Reproduce the lines below, replacing every occurrence of "drop a single marker" with "place one marker" and leaving everything else unchanged.

* _Listed entries_:
-------

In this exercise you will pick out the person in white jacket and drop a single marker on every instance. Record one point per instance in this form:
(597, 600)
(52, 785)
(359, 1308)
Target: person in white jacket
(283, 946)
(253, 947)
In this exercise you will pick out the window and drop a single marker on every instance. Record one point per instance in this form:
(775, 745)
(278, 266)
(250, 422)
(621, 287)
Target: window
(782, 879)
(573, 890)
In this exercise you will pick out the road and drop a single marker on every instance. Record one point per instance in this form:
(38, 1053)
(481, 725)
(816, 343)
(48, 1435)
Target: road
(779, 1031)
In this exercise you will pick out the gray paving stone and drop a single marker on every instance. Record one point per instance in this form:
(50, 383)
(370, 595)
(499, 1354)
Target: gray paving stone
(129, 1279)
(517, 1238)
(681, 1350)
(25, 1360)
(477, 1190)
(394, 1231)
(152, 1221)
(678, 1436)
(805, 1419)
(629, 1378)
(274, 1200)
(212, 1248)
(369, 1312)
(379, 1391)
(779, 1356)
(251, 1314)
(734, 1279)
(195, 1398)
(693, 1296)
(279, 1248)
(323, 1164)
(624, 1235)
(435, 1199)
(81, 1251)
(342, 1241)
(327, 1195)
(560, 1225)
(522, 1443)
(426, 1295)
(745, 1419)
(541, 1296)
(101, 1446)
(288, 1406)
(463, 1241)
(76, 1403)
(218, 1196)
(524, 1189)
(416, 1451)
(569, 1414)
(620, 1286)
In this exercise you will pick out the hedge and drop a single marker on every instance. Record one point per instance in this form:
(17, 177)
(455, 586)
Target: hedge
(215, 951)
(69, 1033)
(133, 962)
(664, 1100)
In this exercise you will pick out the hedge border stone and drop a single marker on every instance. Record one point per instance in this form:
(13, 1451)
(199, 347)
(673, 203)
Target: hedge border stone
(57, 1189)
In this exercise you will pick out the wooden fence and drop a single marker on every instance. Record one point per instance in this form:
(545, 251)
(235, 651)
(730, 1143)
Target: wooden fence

-------

* _Worked answer_:
In this exercise you will pick out the person in white jacket and place one marker on every instance. Record one point per instance in this form:
(597, 600)
(52, 785)
(359, 1308)
Target: person in white jacket
(283, 946)
(253, 947)
In this exercise you will pick out the window and place one marker on every instance. Record one point per instance in this form:
(775, 745)
(278, 266)
(250, 422)
(621, 287)
Target: window
(782, 879)
(573, 890)
In this exercise you will pick out the road and place one marker on every instance. Record one point per instance in this form:
(38, 1053)
(481, 725)
(816, 343)
(48, 1435)
Target: road
(779, 1031)
In this exercise you will pick out the gray paving stone and place one marker on every instance. Record one point per instance in this form:
(50, 383)
(370, 595)
(499, 1354)
Target: gray paving stone
(129, 1279)
(517, 1238)
(681, 1350)
(25, 1360)
(477, 1190)
(394, 1231)
(152, 1221)
(678, 1436)
(805, 1419)
(629, 1378)
(274, 1200)
(212, 1248)
(369, 1312)
(379, 1391)
(779, 1356)
(251, 1314)
(734, 1279)
(195, 1398)
(693, 1296)
(279, 1248)
(323, 1164)
(624, 1235)
(435, 1199)
(81, 1251)
(342, 1241)
(327, 1195)
(560, 1225)
(522, 1443)
(426, 1295)
(745, 1419)
(541, 1296)
(101, 1446)
(288, 1406)
(463, 1241)
(76, 1403)
(218, 1196)
(524, 1189)
(416, 1451)
(569, 1414)
(620, 1286)
In this exercise you will pick out the hedge and place one marker on every instance. Record one point per instance in this form:
(17, 177)
(455, 586)
Target: hedge
(215, 951)
(69, 1033)
(133, 962)
(664, 1100)
In this exercise you will pick out the hedge border stone and place one marker on every instance. Record one point per instance in this form:
(13, 1451)
(199, 347)
(673, 203)
Target: hedge border stone
(57, 1189)
In this exercise you will pick out the wooden fence and place one marker on every instance. Record one point per instance in this form:
(545, 251)
(235, 651)
(730, 1143)
Target: wooden fence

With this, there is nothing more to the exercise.